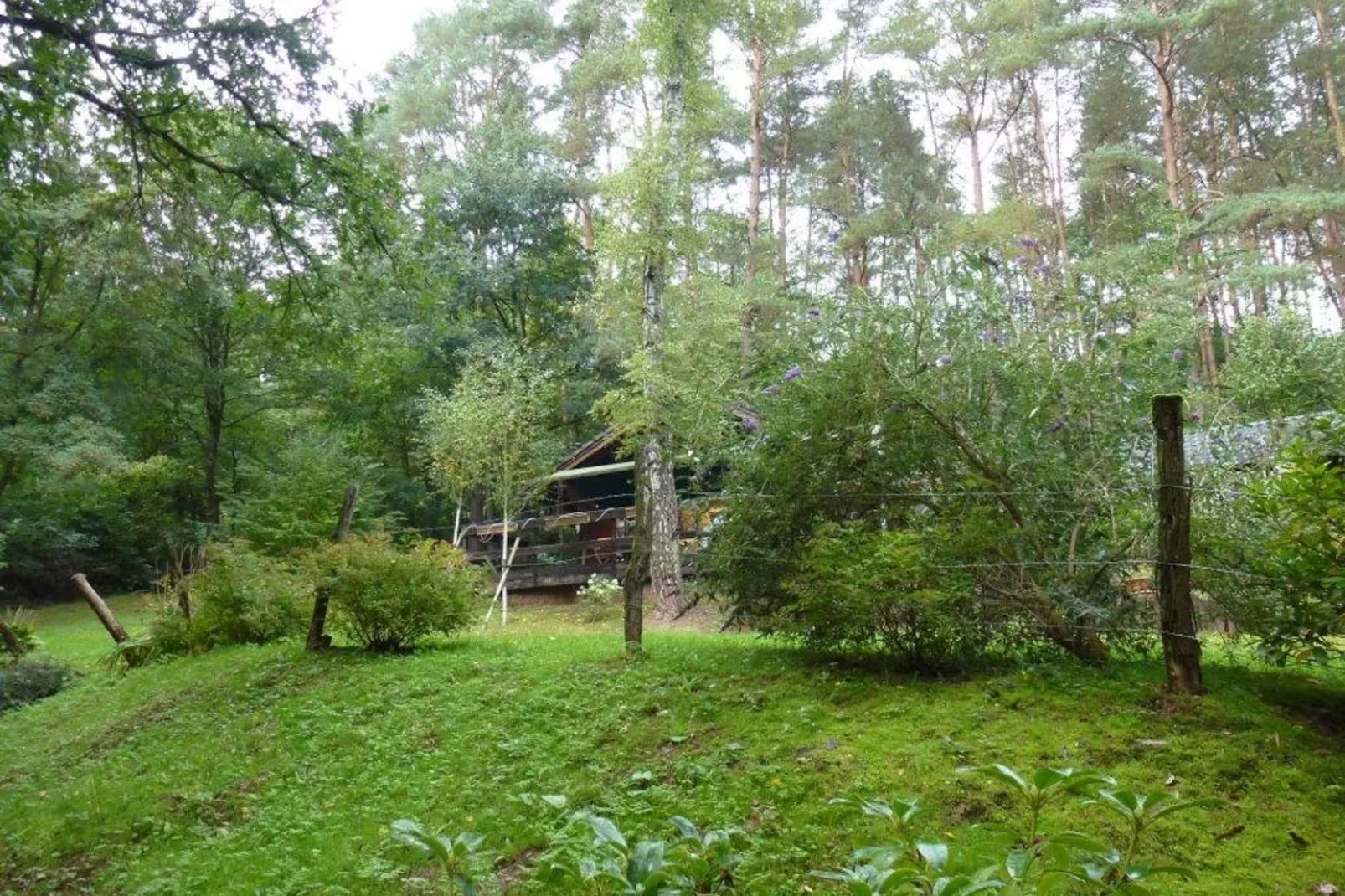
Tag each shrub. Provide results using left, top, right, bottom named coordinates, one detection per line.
left=766, top=523, right=992, bottom=670
left=1203, top=414, right=1345, bottom=663
left=224, top=428, right=395, bottom=557
left=4, top=607, right=42, bottom=651
left=313, top=535, right=486, bottom=651
left=0, top=658, right=74, bottom=712
left=575, top=573, right=623, bottom=621
left=174, top=543, right=311, bottom=652
left=814, top=765, right=1220, bottom=896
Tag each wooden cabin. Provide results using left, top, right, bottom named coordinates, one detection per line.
left=464, top=430, right=719, bottom=592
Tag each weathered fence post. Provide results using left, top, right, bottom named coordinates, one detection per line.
left=1154, top=395, right=1205, bottom=694
left=0, top=619, right=24, bottom=659
left=304, top=481, right=359, bottom=650
left=70, top=573, right=128, bottom=645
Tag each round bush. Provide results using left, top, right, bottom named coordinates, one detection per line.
left=316, top=535, right=487, bottom=651
left=174, top=543, right=312, bottom=652
left=0, top=658, right=74, bottom=712
left=761, top=523, right=992, bottom=670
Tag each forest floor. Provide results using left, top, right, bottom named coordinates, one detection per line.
left=0, top=599, right=1345, bottom=896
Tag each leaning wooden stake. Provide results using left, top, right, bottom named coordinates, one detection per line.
left=0, top=619, right=24, bottom=659
left=70, top=573, right=126, bottom=645
left=1154, top=395, right=1205, bottom=694
left=306, top=481, right=359, bottom=650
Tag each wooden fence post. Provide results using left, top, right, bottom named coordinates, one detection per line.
left=70, top=573, right=128, bottom=645
left=1154, top=395, right=1205, bottom=694
left=304, top=481, right=359, bottom=650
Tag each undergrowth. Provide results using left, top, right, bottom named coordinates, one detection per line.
left=0, top=600, right=1345, bottom=896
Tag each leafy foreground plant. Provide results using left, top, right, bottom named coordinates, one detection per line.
left=393, top=765, right=1220, bottom=896
left=815, top=765, right=1219, bottom=896
left=393, top=818, right=488, bottom=896
left=393, top=794, right=741, bottom=896
left=541, top=812, right=741, bottom=896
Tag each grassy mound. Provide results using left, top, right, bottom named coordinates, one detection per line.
left=0, top=597, right=1345, bottom=894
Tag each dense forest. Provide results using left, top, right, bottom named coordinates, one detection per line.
left=0, top=0, right=1345, bottom=896
left=0, top=0, right=1345, bottom=654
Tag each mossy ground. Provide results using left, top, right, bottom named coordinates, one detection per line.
left=0, top=599, right=1345, bottom=896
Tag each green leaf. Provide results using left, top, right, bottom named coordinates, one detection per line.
left=966, top=763, right=1029, bottom=794
left=584, top=816, right=626, bottom=849
left=916, top=843, right=948, bottom=870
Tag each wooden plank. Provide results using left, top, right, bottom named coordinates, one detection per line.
left=466, top=507, right=635, bottom=538
left=466, top=535, right=631, bottom=563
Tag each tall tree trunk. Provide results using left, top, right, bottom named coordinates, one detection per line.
left=967, top=111, right=986, bottom=215
left=748, top=38, right=765, bottom=280
left=306, top=481, right=360, bottom=650
left=580, top=197, right=597, bottom=257
left=739, top=38, right=765, bottom=368
left=621, top=452, right=650, bottom=654
left=1152, top=27, right=1183, bottom=209
left=1030, top=75, right=1069, bottom=265
left=200, top=384, right=224, bottom=526
left=1312, top=0, right=1345, bottom=323
left=775, top=125, right=794, bottom=292
left=1312, top=0, right=1345, bottom=168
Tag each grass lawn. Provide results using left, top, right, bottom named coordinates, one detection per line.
left=0, top=599, right=1345, bottom=896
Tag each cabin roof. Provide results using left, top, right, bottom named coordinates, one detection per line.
left=555, top=426, right=621, bottom=472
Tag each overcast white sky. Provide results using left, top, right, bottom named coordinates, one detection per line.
left=300, top=0, right=1340, bottom=330
left=322, top=0, right=427, bottom=85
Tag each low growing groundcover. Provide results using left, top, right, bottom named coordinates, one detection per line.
◇ ◇ ◇ ◇ ◇ ◇ ◇
■ **TASK TO COMPLETE**
Report each line of the listing above that contains the string "post", treating uppercase and lowercase letters as distinct.

■ **RESULT OF THIS EXERCISE**
Tag each weathered fence post. Provide results using left, top, right, bottom named coordinates, one detection per line.
Tag each wooden fence post. Provide results using left, top, right, bottom named coordinates, one detection per line.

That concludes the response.